- _Dataset rows_:
((
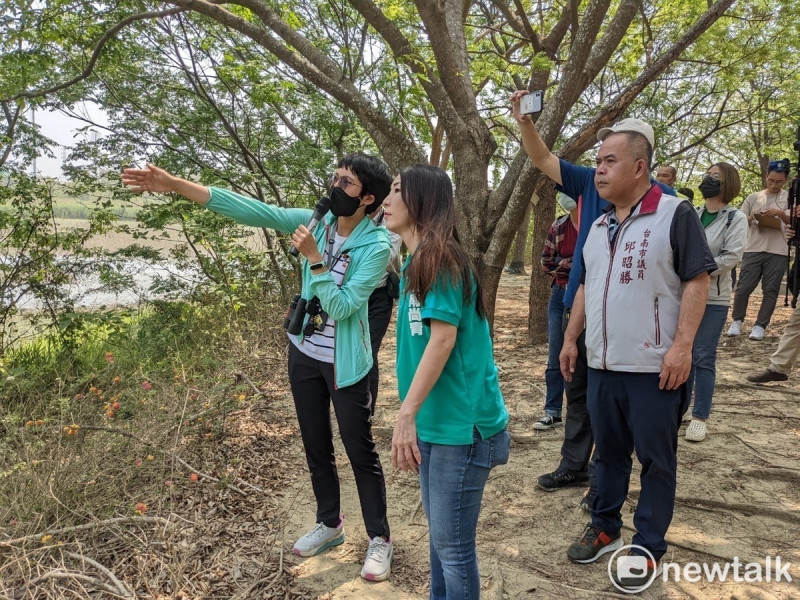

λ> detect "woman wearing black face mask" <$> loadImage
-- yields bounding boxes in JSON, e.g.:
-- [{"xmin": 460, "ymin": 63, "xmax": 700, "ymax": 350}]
[
  {"xmin": 686, "ymin": 163, "xmax": 747, "ymax": 442},
  {"xmin": 122, "ymin": 154, "xmax": 393, "ymax": 581}
]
))
- _TASK STATEMENT_: Could you change "black face mask" to "blue surgical mask" throughout the rows above and return every line otherwise unchanged? Leave out the pictures.

- _ANSWER_:
λ> detect "woman wearing blue surgical mask" <$> loadImage
-- yields bounding boxes in JSON, e.g.:
-- [{"xmin": 460, "ymin": 63, "xmax": 700, "ymax": 350}]
[
  {"xmin": 686, "ymin": 163, "xmax": 747, "ymax": 442},
  {"xmin": 122, "ymin": 154, "xmax": 393, "ymax": 581}
]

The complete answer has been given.